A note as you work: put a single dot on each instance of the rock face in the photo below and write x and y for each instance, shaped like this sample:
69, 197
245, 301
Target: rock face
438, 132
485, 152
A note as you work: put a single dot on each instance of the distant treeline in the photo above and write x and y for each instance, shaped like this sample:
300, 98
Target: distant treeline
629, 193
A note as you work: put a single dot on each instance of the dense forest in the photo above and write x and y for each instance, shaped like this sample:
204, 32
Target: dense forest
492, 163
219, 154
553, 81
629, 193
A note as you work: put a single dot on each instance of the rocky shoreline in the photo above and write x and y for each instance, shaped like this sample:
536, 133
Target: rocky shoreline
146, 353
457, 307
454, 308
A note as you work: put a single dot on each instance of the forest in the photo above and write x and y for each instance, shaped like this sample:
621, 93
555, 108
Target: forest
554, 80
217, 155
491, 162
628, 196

* * *

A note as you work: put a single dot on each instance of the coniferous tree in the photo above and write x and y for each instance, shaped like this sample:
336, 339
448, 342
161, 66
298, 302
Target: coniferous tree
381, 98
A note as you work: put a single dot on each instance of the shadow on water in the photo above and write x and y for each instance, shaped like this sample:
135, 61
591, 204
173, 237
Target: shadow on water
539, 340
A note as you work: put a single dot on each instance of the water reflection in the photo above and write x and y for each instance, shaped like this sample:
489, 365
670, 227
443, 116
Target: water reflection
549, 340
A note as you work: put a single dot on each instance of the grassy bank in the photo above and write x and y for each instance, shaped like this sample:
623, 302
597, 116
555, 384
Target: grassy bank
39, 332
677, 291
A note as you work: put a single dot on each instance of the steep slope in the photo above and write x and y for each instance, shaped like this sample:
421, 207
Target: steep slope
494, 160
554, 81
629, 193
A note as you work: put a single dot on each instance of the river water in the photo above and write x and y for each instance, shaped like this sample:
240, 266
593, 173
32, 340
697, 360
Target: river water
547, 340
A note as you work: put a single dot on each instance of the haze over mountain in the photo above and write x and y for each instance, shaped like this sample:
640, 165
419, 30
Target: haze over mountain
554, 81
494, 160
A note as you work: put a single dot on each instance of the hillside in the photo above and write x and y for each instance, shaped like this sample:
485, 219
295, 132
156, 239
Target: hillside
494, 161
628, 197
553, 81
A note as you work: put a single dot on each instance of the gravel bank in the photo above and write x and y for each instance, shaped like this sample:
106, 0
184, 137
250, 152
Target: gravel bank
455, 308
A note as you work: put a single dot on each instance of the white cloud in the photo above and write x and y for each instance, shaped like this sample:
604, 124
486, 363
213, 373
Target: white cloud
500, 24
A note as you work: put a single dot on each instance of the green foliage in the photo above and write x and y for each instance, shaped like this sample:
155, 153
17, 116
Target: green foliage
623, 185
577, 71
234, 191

---

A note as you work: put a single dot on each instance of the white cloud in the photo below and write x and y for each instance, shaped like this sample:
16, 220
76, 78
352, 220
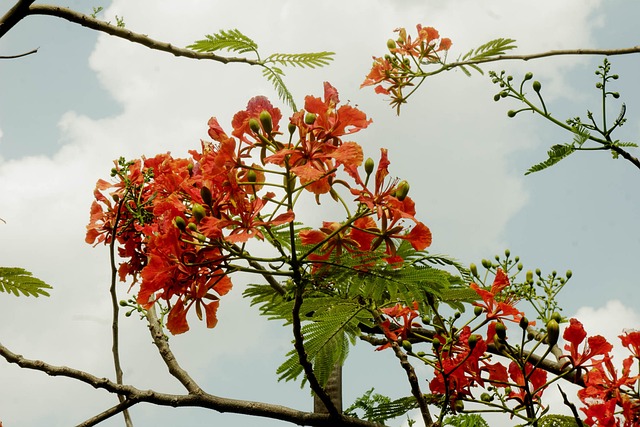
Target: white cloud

### What you should do
Based on the entries above, please count how many lines contain the string "below", and reply with the figure only.

### Response area
2